### Petikan Teks
....................

Stop Kekerasan Seksual di Lingkungan Kampus!

 
bagikan berita ke :

Kamis, 08 Februari 2024
Di baca 4737 kali

Foto Cover: https://www.freepik.com/author/sorapop


Kekerasan seksual dapat terjadi di mana saja dan kapan saja, termasuk salah satunya di lingkungan kampus. Kampus yang seharusnya menjadi tempat menuntut ilmu yang aman dan nyaman agar mahasiswa dapat belajar secara maksimal, justru menjadi salah satu tempat penyumbang terjadinya kekerasan seksual.

 

Pelecehan seksual dapat berupa pelecehan verbal maupun fisik. Pelaku pelecehan seksual sendiri tidak mengenal usia dan siapapun orangnya. Kebanyakan korban kekerasan seksual di lingkungan kampus yaitu perempuan. Ketidakberdayaan dan kelemahan perempuan menjadi celah bagi para pelaku untuk membujuk korban agar menuruti hawa nafsunya.

....................

### Rincian Tugas
Tolong tuliskan ulang seluruh petikan tentang kekerasan seksual di lingkungan kampus di atas tanpa mengubah satu kata pun.

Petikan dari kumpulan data
....................

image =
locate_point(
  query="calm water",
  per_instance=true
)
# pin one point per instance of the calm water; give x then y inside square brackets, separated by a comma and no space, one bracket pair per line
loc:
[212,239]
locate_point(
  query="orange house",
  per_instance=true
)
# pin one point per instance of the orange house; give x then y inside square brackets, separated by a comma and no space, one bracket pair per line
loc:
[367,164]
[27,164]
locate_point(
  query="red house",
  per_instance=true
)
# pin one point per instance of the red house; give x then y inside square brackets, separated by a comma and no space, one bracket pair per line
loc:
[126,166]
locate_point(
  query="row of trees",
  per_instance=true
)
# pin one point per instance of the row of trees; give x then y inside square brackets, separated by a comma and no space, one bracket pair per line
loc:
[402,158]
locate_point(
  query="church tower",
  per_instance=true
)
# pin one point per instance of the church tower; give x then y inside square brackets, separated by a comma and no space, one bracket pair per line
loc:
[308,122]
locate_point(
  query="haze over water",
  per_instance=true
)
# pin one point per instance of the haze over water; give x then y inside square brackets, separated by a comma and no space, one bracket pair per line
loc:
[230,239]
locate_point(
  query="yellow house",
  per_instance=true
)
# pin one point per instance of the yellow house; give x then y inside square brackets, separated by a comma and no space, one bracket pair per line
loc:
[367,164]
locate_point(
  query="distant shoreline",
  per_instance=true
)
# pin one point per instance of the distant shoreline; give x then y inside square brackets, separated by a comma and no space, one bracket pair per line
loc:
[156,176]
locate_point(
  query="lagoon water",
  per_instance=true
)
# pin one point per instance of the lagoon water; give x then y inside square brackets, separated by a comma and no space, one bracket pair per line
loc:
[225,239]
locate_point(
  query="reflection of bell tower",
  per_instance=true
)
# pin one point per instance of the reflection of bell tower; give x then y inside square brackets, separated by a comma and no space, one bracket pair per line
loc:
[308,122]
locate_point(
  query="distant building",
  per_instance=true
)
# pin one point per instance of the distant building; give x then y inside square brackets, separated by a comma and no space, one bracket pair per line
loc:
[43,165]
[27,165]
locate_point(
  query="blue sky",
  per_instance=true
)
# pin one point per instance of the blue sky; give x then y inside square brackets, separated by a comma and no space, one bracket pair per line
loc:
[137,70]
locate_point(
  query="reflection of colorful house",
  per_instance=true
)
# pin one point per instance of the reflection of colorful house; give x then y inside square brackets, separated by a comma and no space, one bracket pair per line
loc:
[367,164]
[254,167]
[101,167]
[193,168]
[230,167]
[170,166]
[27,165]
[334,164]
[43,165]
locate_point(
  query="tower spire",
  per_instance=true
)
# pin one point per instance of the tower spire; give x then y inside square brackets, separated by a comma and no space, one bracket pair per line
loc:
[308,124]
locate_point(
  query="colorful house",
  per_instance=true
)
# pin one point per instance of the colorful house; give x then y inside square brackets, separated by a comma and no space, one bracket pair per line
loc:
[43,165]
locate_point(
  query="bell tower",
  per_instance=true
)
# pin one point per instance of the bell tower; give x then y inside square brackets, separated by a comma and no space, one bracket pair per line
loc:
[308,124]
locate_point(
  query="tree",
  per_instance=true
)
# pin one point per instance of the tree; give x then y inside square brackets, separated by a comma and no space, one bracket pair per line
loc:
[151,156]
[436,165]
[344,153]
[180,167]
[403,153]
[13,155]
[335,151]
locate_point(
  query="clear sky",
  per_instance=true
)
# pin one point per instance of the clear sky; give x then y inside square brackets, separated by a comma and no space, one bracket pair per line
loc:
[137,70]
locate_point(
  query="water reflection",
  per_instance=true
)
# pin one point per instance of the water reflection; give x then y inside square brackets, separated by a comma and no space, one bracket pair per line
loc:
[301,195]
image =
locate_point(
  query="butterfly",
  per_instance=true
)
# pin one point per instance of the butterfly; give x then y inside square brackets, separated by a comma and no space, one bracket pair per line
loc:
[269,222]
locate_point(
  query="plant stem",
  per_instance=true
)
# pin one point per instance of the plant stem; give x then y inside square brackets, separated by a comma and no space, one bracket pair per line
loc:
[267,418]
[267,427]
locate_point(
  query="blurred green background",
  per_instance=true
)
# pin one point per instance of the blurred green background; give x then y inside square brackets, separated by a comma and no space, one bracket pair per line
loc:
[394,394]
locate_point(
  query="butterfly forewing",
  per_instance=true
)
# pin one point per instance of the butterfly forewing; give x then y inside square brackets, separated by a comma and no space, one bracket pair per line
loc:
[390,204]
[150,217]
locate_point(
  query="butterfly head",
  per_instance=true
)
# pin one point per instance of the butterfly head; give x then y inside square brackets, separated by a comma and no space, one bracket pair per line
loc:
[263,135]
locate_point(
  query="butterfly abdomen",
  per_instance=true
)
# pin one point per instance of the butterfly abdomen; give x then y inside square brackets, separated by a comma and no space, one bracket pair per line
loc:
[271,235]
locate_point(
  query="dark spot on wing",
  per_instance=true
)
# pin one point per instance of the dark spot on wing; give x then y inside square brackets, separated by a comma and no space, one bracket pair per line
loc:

....................

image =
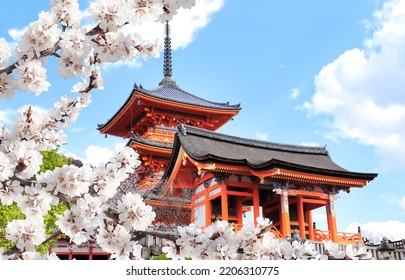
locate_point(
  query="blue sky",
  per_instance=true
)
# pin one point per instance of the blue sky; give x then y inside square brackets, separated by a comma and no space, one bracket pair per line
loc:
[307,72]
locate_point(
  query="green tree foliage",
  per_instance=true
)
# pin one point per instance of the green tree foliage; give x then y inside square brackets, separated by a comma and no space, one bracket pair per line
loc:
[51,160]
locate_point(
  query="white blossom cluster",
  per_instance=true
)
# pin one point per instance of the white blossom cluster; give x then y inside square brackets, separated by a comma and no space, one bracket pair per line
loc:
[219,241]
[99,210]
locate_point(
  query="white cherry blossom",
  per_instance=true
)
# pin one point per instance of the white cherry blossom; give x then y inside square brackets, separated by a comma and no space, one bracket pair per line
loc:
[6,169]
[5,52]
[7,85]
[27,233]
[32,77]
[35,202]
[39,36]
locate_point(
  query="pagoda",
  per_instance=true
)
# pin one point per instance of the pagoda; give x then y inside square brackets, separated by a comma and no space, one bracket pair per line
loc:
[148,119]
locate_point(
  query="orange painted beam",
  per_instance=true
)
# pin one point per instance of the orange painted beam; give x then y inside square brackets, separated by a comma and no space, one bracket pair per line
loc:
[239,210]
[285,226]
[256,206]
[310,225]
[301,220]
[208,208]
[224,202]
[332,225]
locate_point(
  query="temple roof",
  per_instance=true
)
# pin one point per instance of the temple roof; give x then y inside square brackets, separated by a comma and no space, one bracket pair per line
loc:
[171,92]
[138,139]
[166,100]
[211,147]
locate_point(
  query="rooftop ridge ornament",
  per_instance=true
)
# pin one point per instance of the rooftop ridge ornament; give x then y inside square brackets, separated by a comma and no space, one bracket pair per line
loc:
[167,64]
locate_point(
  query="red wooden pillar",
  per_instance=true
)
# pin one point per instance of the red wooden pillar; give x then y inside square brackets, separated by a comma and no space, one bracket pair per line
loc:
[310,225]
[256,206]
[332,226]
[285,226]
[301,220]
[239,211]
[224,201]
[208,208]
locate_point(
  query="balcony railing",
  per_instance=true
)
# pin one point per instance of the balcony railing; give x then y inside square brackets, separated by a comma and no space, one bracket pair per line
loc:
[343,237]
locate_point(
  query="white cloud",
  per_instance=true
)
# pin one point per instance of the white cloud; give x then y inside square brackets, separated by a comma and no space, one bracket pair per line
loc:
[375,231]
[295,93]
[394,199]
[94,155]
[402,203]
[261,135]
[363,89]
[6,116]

....................

### Hasil Pengerjaan
Stop Kekerasan Seksual di Lingkungan Kampus!

 
bagikan berita ke :

Kamis, 08 Februari 2024
Di baca 4737 kali

Foto Cover: https://www.freepik.com/author/sorapop


Kekerasan seksual dapat terjadi di mana saja dan kapan saja, termasuk salah satunya di lingkungan kampus. Kampus yang seharusnya menjadi tempat menuntut ilmu yang aman dan nyaman agar mahasiswa dapat belajar secara maksimal, justru menjadi salah satu tempat penyumbang terjadinya kekerasan seksual.

 

Pelecehan seksual dapat berupa pelecehan verbal maupun fisik. Pelaku pelecehan seksual sendiri tidak mengenal usia dan siapapun orangnya. Kebanyakan korban kekerasan seksual di lingkungan kampus yaitu perempuan. Ketidakberdayaan dan kelemahan perempuan menjadi celah bagi para pelaku untuk membujuk korban agar menuruti hawa nafsunya.